(Set task) In the story excerpt, who calls the narrator's phone while the passenger refuses to get out?

======== Page text ========

Halfway home, he begins yelling at the top of his voice for me to stop. Apparently no girl has ever dropped him home and never will cos he’ll never allow it. I quietly engage the central locking. Never know what he’d try to do in this mood although….if he jumped out, he’d put an end to his misery and mine in one shot. Hmm…interesting…
Still, it’s hard to drive when there’s someone banging on the door screaming, “Let me out!!!” (And no, it wasn’t because of my driving) and I would have dearly loved to shove him out myself.
I did get the opportunity to do so when we stopped in front of his house and he refused to get out. “No! no! Not home! I wanna go to Taveern. I neeed some more beeeeeeeeer.”
“You’re not going anywhere tonight but home. Out! It’s getting late!” Just then my phone rings and I see its my dad. He NEVER stays up late waiting for me to come home. I panic. He must be really pissed off with me now.

======== Supplied data ========

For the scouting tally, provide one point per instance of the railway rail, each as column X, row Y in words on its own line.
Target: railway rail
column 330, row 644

========

(Solution for this exercise) The narrator's dad calls.